TASK OBJECTIVE: In the forum thread below, what crate was x11rb split into?

SOURCE PASSAGE:
◇ ◇ ◇ ◇ ◇ ◇ ◇
This would involve at least three more crates being added to the Rust ecosystem. While I'm not opposed to this, it's worth noting that this would be an increase in the number of crates that hyper depends on. In addition, it would likely make the current hyper crate more complex, as it would require taking some of the logic and turning it into a state machine.

Prior art

Recently, I helped split the x11rb crate into an x11rb-protocol crate. The split protocol is now used in my breadx crate in order to provide an alternative asynchronous API over the same protocol. This has worked out very well, and I think that it would be a good idea to do the same for hyper.

Another instance of a protocol/IO split is postgres-protocol.

notgull avatar Nov 21 '22 23:11 notgull

Disclaimer: offering thoughts after only skimming your draft RFC.

A few things to consider:

  • Currently hyper goes to decent lengths to avoid copying data where possible (using bytes::{Bytes, Buf}). That same care should be put into the API of the separate h1 crate.

  • There are some complicated timing and triggering events in http1. For example, the Expect: 100-Continue header and the corresponding HTTP/1.1 100 Continue\r\n\r\n response. A client sends the header when it wants to delay sending the request body until it knows the server wants to read it (e.g., client doesn't want to waste bandwidth sending a huge body if the server is going to say 400 Bad Request because of the headers). So in hyper there's a complicated dance between the reader and writer side of a connection. The first time the server attempts to read from the body, that will signal the connection to send the 100 Continue response. This complexity and others like it will need to somehow be expressed in the separate h1 crate.

BGR360 avatar Jan 12 '24 07:01 BGR360
◇ ◇ ◇ ◇ ◇ ◇ ◇
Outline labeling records

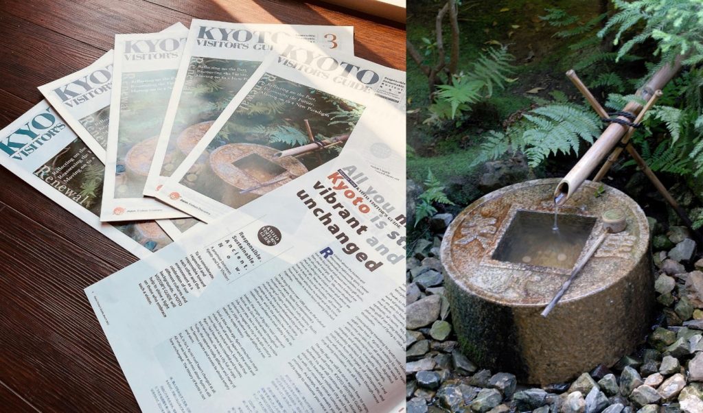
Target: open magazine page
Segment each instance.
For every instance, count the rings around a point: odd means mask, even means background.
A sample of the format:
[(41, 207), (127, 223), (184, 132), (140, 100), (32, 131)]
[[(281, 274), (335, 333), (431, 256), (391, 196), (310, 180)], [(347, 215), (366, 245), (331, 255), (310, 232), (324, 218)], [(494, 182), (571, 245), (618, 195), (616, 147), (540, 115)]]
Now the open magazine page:
[(404, 191), (359, 155), (86, 289), (143, 411), (401, 411)]
[(100, 222), (105, 166), (46, 100), (0, 131), (0, 164), (139, 258), (171, 243), (154, 221)]
[[(354, 52), (352, 27), (260, 25), (193, 20), (169, 102), (144, 194), (153, 196), (232, 98), (272, 45), (290, 38)], [(181, 218), (163, 225), (172, 236), (198, 223)]]
[[(361, 140), (350, 136), (357, 125), (404, 104), (404, 72), (291, 44), (266, 58), (156, 196), (212, 222), (359, 150)], [(401, 176), (404, 164), (392, 160), (374, 166)], [(397, 170), (388, 171), (393, 165)]]
[[(176, 23), (164, 31), (187, 29)], [(87, 67), (39, 87), (73, 131), (100, 162), (105, 162), (112, 88), (112, 51)]]
[(142, 195), (187, 35), (115, 36), (101, 221), (187, 216)]

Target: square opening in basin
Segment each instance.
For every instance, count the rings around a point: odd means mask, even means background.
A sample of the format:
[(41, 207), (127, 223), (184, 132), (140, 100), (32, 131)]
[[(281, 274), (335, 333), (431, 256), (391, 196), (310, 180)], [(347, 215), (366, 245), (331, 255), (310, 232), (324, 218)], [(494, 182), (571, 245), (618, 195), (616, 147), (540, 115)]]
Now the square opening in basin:
[(256, 153), (239, 158), (232, 164), (260, 183), (271, 181), (285, 172), (285, 168)]
[(595, 218), (519, 209), (491, 258), (500, 261), (571, 269), (595, 225)]

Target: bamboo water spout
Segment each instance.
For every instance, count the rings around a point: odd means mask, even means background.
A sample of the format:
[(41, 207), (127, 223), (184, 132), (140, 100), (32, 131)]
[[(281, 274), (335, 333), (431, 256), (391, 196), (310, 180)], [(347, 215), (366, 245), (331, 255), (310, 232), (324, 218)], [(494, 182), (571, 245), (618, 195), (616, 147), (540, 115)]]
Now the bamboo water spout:
[(323, 149), (325, 148), (329, 148), (335, 145), (341, 145), (347, 140), (349, 138), (349, 134), (345, 133), (344, 135), (340, 135), (339, 136), (334, 136), (330, 138), (329, 139), (325, 139), (323, 140), (316, 140), (313, 143), (308, 143), (307, 145), (303, 145), (302, 146), (298, 146), (296, 148), (292, 148), (291, 149), (287, 149), (285, 150), (282, 150), (280, 152), (277, 152), (273, 154), (273, 159), (284, 158), (285, 157), (295, 157), (311, 152), (315, 150)]
[[(651, 100), (652, 96), (654, 96), (654, 91), (664, 88), (664, 86), (681, 69), (682, 60), (681, 56), (679, 56), (673, 63), (667, 64), (659, 69), (644, 86), (637, 91), (636, 96), (645, 101)], [(573, 73), (573, 71), (567, 72), (567, 76), (572, 78), (572, 81), (574, 81), (574, 84), (580, 83), (576, 81), (578, 80), (578, 78), (576, 78), (576, 75)], [(581, 90), (581, 87), (579, 88), (579, 90)], [(583, 88), (585, 89), (585, 88)], [(583, 91), (581, 91), (586, 96), (588, 103), (598, 112), (598, 114), (602, 117), (605, 117), (603, 116), (604, 114), (602, 113), (605, 111), (598, 102), (595, 101), (595, 98), (593, 98), (590, 92), (588, 92), (587, 89), (585, 92)], [(643, 105), (638, 102), (630, 101), (625, 105), (622, 111), (628, 112), (636, 116), (642, 110)], [(629, 122), (630, 120), (623, 116), (618, 116), (617, 119), (626, 122)], [(591, 175), (591, 172), (598, 166), (603, 158), (612, 151), (615, 145), (617, 145), (618, 142), (620, 142), (630, 128), (631, 126), (614, 122), (608, 125), (605, 130), (600, 134), (600, 136), (595, 140), (595, 142), (593, 143), (591, 148), (583, 154), (583, 156), (576, 162), (572, 170), (557, 185), (554, 191), (554, 200), (557, 205), (565, 204), (576, 192), (583, 183), (583, 181)]]

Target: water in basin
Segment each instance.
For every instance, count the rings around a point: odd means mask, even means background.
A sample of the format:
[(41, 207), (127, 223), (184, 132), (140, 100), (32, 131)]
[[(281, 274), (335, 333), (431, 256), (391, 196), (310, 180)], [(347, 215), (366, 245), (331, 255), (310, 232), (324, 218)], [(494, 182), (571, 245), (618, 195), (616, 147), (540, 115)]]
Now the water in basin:
[(560, 214), (558, 230), (554, 215), (518, 210), (498, 242), (493, 259), (543, 267), (571, 269), (579, 259), (596, 219)]

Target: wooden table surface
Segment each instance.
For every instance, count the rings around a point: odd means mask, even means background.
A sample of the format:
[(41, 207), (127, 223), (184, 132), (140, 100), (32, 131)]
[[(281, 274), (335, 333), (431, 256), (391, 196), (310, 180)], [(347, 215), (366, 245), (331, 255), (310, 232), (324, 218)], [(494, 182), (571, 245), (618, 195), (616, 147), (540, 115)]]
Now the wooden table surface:
[[(405, 70), (405, 29), (337, 6), (270, 0), (0, 0), (0, 128), (37, 86), (87, 66), (115, 33), (191, 18), (353, 25), (356, 55)], [(83, 289), (136, 258), (0, 167), (0, 411), (138, 410)]]

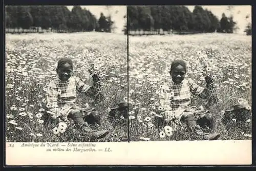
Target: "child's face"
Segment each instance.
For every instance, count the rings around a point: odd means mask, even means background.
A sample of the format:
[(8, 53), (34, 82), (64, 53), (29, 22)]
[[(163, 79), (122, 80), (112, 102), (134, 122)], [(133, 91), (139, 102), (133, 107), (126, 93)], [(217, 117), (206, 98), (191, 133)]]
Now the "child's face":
◇ ◇ ◇ ◇ ◇ ◇ ◇
SOLUTION FOR THIS TASK: It was split into an x11rb-protocol crate.